**THE TASK:**
Each line below is to be written out in full, exactly as shown.

**DATASET EXTRACT:**
- Opening Delimiter -

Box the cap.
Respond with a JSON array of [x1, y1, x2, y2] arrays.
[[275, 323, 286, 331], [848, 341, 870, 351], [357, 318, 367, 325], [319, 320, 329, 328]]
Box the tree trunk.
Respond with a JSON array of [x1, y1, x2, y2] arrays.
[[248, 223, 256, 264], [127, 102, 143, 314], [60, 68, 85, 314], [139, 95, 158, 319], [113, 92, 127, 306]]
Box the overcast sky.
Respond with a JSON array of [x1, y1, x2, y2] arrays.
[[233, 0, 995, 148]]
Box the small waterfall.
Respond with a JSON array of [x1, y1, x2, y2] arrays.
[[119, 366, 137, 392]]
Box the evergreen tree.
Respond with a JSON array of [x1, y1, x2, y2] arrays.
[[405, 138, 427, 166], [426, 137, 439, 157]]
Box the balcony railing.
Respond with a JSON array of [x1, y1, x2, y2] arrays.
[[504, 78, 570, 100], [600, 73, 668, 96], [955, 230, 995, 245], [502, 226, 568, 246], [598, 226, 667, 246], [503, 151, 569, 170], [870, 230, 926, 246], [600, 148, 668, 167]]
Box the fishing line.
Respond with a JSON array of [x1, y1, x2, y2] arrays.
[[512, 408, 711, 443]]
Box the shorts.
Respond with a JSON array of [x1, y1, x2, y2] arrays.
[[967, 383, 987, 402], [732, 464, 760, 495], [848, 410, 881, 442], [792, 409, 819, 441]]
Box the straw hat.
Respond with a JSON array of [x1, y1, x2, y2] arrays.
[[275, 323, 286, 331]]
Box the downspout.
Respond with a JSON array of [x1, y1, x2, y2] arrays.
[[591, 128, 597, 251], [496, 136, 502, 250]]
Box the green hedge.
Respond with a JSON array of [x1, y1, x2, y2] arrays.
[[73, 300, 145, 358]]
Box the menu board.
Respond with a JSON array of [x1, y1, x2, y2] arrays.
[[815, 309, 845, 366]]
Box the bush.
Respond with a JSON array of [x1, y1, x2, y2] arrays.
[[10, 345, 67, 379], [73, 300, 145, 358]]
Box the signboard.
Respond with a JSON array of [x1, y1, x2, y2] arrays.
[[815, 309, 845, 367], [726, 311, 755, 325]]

- Closing Delimiter -

**RESULT OF THE TASK:**
Box the cap.
Respond with a JSON array of [x1, y1, x2, y2] arrays.
[[275, 323, 286, 331], [848, 341, 870, 351], [357, 318, 367, 325], [319, 320, 329, 328]]
Box the tree trunk.
Respond with a JSON array of [x1, y1, x2, y2] arrays.
[[248, 223, 256, 264], [127, 102, 143, 314], [60, 68, 85, 314], [139, 95, 158, 319], [113, 92, 127, 306]]
Box the overcast sky.
Respond with a JSON array of [x1, y1, x2, y2] arrays.
[[233, 0, 995, 148]]
Box the small waterfall.
Respond with a JSON array of [x1, y1, x2, y2] arrays.
[[119, 366, 137, 392]]
Box the evergreen tree.
Respond with a JSON array of [x1, y1, x2, y2] arrays.
[[405, 138, 427, 166], [426, 137, 439, 157]]
Box the balcony railing.
Respond with a JSON array of [x1, y1, x2, y2] arrays.
[[504, 78, 570, 100], [600, 73, 668, 96], [955, 230, 995, 245], [502, 226, 568, 246], [598, 226, 667, 246], [503, 151, 569, 170], [870, 230, 926, 246], [600, 148, 668, 167]]
Box the fishing line.
Respond with a JSON array of [x1, y1, x2, y2] arrays.
[[512, 408, 711, 443]]
Box the shorts.
Respond with a JSON array of [x1, y1, x2, y2] arrays.
[[967, 383, 987, 402], [732, 464, 760, 495], [848, 410, 881, 442], [792, 409, 819, 441]]
Box the straw hat.
Respond with a JSON array of [x1, y1, x2, y2] arrays.
[[275, 323, 286, 331]]
Box the downspout.
Respond with a JSON array of [x1, y1, x2, y2] arrays.
[[591, 128, 597, 251], [496, 136, 502, 250]]
Box the green hedge.
Respond with a JSON array of [x1, y1, x2, y2] arrays.
[[73, 300, 145, 358]]
Box the menu board.
Respond with a JSON array of [x1, y1, x2, y2] arrays.
[[815, 309, 845, 366]]
Box the bush.
Respond with a JSON array of [x1, y1, x2, y2] arrays.
[[10, 345, 67, 379], [73, 300, 145, 358]]
Box the signboard.
Respond with a JSON array of [x1, y1, x2, y2] arrays.
[[815, 309, 845, 367], [726, 311, 755, 325]]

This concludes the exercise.